REQUIRED ACTION »
Every line with the string "neighboring" in it belongs in your answer, so copy them all from the data.

ENTRIES PROVIDED »
---*---
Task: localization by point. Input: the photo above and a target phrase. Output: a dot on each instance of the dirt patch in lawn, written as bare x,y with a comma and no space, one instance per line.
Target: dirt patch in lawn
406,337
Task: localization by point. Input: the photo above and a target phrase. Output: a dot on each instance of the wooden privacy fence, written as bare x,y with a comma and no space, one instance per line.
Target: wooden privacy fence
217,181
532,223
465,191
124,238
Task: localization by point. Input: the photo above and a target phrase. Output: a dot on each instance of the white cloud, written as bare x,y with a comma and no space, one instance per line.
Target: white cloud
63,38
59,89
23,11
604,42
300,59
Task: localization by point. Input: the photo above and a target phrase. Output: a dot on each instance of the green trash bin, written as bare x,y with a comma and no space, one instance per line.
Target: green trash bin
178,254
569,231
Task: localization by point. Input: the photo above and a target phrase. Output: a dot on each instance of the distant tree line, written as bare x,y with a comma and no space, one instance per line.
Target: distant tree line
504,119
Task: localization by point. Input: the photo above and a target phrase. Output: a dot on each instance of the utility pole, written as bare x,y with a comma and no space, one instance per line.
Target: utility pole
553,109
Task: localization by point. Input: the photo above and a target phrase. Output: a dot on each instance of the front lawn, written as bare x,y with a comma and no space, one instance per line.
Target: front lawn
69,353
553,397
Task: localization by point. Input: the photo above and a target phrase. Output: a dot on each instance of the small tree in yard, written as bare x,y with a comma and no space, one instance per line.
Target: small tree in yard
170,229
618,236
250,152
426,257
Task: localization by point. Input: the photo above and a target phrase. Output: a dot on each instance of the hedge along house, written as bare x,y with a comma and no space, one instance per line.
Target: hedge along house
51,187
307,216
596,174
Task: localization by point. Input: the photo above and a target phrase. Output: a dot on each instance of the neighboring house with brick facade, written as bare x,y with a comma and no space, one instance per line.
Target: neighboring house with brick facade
---*---
PROBLEM SOLUTION »
Task: localization by point. Input: the photo above and a target phrase. Output: a dot on each instance of the neighboring house with brick facade, written as bare x,y with a comma and no space, one instance per line.
Target: neighboring house with brick facade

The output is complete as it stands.